**Work to do**
Update the listing starting at the line that contains "Wildlife-survey tagging: tag each instance of the bed in" and ending at the last line of the listing. Give those lines again with "single marker" replaced by "single point" and everything else left unchanged.

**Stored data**
◆ ◆ ◆ ◆

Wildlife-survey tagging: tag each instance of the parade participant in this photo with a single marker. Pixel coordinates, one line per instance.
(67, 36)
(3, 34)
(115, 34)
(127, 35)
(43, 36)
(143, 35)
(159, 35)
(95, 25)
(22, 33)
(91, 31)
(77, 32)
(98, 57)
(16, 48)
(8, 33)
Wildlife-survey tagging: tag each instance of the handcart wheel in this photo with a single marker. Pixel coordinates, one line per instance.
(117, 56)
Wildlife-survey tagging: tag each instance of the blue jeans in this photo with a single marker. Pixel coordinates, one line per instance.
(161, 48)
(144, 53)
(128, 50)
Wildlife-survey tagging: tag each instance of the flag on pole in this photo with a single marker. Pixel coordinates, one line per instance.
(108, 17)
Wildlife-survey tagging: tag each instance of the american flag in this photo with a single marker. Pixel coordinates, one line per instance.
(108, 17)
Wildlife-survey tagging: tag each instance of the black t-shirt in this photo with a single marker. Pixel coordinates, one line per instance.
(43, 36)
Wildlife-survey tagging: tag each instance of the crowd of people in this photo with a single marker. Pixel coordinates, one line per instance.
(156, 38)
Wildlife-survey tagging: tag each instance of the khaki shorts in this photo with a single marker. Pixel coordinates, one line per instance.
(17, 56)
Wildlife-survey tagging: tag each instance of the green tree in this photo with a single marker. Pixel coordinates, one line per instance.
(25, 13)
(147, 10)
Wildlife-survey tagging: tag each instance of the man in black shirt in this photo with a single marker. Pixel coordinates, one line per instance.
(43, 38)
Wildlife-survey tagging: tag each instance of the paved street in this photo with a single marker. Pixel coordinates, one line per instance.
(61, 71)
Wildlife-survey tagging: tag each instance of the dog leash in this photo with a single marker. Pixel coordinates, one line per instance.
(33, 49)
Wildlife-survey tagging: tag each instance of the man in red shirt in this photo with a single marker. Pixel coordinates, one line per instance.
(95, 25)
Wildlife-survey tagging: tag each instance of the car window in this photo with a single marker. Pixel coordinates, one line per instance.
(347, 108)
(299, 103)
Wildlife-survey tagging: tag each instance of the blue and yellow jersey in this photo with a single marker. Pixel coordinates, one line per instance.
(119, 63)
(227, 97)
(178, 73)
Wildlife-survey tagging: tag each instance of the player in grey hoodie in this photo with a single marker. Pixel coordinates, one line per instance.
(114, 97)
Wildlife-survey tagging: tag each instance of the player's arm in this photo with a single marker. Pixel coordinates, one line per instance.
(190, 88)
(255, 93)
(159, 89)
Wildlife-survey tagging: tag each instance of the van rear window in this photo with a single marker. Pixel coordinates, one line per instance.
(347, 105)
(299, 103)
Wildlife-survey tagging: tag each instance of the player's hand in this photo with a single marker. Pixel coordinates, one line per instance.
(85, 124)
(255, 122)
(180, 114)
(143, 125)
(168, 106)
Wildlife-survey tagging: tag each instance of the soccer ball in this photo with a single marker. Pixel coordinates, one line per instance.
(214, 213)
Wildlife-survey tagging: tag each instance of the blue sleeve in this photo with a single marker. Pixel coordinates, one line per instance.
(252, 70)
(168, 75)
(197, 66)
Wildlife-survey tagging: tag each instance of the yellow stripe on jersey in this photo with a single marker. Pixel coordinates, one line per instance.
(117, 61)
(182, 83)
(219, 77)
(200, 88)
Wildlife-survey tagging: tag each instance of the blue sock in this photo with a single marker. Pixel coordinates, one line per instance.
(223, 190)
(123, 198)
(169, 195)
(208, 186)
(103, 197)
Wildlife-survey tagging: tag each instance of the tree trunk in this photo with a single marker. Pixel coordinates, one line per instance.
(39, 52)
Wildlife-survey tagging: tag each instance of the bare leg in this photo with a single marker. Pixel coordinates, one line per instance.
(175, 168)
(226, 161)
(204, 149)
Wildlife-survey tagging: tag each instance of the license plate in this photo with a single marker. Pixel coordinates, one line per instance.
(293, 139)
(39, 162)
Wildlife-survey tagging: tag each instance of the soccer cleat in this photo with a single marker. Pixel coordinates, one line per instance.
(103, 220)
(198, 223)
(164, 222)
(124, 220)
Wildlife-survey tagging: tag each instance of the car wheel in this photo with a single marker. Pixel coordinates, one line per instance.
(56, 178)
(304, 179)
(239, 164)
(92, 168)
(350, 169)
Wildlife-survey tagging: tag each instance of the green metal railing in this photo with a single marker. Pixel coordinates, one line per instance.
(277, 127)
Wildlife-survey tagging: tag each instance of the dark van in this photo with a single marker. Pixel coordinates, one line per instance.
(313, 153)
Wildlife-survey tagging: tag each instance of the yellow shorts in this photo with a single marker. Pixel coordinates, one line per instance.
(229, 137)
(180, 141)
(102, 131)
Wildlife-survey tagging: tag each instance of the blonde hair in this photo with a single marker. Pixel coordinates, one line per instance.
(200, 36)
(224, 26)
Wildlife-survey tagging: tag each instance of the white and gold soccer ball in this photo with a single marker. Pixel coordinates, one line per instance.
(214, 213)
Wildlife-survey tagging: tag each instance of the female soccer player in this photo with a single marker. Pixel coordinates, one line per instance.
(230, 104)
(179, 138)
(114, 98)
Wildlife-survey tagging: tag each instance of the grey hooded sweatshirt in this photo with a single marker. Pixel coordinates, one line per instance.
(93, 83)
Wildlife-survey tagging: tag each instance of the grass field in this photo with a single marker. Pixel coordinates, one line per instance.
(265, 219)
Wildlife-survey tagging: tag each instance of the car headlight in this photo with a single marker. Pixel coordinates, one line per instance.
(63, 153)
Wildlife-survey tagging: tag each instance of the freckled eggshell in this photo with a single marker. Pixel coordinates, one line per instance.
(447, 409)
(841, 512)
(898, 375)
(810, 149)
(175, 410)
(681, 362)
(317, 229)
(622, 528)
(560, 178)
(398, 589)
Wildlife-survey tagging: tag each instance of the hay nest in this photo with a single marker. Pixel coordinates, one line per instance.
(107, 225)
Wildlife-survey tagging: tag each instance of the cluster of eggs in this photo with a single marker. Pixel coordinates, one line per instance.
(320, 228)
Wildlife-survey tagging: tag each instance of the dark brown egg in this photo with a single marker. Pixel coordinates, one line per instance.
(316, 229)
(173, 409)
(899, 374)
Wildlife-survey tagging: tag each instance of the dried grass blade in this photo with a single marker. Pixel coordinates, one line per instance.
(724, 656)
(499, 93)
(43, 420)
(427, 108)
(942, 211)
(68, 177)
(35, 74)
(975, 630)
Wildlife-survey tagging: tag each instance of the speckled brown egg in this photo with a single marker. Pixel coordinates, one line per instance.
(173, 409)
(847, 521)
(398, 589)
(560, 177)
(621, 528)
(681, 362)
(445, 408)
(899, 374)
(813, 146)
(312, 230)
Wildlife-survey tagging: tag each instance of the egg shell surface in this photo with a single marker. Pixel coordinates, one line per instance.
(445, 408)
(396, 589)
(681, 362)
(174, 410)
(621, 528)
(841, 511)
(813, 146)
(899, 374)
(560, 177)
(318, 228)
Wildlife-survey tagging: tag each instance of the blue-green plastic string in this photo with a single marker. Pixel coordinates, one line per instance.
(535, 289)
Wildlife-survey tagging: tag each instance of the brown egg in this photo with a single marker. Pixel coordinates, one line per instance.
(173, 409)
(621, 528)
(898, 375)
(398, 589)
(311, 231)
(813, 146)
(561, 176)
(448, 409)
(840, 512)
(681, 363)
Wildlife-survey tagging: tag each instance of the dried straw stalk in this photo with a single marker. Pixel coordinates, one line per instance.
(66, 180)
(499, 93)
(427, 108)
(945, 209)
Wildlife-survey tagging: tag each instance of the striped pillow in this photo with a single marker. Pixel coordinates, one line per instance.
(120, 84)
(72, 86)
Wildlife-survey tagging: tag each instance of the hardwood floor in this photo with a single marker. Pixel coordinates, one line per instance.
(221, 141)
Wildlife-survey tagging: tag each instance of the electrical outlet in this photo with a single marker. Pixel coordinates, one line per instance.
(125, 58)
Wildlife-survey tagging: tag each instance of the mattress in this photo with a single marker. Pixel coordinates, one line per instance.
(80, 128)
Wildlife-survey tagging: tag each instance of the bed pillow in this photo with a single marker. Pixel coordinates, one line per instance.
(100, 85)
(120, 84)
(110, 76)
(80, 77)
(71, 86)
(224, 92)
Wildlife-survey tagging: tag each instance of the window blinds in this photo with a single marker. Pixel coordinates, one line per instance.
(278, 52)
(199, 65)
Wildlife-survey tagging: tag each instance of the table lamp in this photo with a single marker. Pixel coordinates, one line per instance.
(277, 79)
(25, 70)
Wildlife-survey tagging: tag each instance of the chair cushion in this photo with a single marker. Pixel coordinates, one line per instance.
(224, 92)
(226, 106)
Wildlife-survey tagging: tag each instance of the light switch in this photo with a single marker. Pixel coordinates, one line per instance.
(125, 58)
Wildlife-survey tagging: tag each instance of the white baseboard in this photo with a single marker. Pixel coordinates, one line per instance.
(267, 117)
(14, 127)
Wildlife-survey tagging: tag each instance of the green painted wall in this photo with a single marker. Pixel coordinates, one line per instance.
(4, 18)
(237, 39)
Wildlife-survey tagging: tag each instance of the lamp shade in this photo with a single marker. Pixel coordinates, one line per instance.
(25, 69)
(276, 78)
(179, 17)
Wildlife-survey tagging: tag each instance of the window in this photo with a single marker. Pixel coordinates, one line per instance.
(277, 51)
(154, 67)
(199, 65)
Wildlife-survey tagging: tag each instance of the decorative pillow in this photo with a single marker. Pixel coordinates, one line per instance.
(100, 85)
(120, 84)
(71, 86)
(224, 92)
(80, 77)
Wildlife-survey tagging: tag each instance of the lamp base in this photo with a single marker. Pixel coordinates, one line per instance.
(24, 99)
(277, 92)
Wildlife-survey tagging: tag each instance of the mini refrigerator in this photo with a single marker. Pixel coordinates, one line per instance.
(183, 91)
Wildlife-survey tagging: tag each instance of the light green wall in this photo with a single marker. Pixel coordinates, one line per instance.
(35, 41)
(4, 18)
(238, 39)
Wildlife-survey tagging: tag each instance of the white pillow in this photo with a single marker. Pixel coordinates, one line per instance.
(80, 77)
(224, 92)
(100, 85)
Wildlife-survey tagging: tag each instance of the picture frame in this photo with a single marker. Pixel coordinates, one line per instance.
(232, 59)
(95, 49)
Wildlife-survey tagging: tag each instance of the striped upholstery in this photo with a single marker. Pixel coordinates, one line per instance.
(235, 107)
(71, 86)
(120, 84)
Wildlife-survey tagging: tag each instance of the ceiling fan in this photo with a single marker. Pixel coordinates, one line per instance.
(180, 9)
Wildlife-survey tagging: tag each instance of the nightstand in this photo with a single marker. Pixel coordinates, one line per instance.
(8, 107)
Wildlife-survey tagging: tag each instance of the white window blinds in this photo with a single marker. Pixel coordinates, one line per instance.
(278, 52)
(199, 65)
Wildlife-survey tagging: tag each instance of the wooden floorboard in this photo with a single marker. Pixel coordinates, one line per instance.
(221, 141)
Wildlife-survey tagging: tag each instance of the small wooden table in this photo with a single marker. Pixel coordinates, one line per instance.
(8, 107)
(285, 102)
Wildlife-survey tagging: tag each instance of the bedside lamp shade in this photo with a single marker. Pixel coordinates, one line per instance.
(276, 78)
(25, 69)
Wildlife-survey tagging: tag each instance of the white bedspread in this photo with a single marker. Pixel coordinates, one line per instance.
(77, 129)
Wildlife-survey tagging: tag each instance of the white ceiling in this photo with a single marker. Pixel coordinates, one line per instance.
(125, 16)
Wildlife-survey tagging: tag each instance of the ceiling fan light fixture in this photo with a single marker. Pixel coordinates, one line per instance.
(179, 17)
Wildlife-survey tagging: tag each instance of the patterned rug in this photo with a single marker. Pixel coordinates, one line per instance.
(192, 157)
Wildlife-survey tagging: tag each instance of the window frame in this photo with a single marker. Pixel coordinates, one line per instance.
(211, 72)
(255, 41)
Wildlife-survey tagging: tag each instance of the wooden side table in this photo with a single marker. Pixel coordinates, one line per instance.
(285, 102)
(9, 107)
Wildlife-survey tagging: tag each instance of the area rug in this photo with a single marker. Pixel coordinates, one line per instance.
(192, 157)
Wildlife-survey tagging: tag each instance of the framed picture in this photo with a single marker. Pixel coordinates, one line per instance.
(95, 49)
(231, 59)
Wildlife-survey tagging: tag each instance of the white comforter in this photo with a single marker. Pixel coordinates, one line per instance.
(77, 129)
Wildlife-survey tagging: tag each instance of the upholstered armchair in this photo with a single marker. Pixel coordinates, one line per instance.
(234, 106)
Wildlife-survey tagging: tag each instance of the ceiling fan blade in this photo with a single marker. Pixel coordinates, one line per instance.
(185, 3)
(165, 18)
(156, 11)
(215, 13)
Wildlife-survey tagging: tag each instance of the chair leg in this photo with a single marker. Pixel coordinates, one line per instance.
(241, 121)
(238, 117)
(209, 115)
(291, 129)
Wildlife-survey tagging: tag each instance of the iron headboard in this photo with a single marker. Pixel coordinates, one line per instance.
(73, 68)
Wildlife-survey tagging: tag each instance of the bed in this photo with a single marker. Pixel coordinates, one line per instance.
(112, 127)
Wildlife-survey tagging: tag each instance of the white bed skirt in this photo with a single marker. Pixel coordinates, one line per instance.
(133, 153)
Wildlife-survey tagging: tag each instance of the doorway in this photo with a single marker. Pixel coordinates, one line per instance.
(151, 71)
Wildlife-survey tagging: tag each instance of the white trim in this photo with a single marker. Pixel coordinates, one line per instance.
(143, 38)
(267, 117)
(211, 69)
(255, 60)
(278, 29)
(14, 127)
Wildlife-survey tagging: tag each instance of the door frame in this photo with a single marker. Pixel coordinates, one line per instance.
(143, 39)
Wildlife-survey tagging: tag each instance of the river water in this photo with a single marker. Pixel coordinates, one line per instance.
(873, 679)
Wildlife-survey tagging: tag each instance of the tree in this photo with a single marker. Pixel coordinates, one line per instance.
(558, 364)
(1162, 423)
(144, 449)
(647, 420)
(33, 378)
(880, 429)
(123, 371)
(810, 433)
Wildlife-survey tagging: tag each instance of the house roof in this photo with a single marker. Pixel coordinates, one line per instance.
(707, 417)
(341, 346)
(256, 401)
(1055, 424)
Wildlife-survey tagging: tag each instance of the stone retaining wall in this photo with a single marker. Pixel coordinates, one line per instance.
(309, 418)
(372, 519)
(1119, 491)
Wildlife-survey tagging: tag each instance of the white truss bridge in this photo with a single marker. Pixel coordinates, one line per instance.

◆ ◆ ◆ ◆

**Written response**
Wildlife-survey tagging: tag each instance of the bed in this photo with a single point. Pixel coordinates, one line per instance.
(112, 127)
Wildlife-survey tagging: tag each instance of the white bed skirt in this photo with a single point. Pixel coordinates, one line per instance.
(133, 153)
Wildlife-survey tagging: tag each instance of the doorway in this photo with a single point. Pixel coordinates, one line per instance.
(151, 71)
Wildlife-survey tagging: tag each instance of the white trim in this photo with a single point. Pixel coordinates, one line per instance.
(143, 38)
(267, 117)
(211, 69)
(255, 60)
(278, 29)
(14, 127)
Wildlife-survey tagging: tag each instance of the door frame in this photo with a single point. Pixel coordinates, one line per instance.
(143, 39)
Wildlife-survey tagging: tag each instance of the river water in this photo with a single point. Pixel coordinates, one line per instance.
(873, 679)
Wildlife-survey tagging: tag each instance of the tree in this photo with a single point. Pixel coordinates, one line per instance.
(558, 364)
(1162, 423)
(144, 449)
(647, 420)
(33, 378)
(880, 429)
(123, 371)
(810, 433)
Wildlife-survey tagging: tag each instance of the house roof in this photo with a single point. Pixel coordinates, one line per instance.
(707, 417)
(341, 346)
(256, 401)
(1055, 424)
Wildlife-survey tagging: tag each instance of the stone retaining wall in this photo with a single point. Pixel coordinates, one line per instance.
(309, 418)
(372, 519)
(1119, 491)
Wildlife-survey tagging: tag each instance of the white truss bridge in this photo with a single point. Pixel coordinates, one line per instance.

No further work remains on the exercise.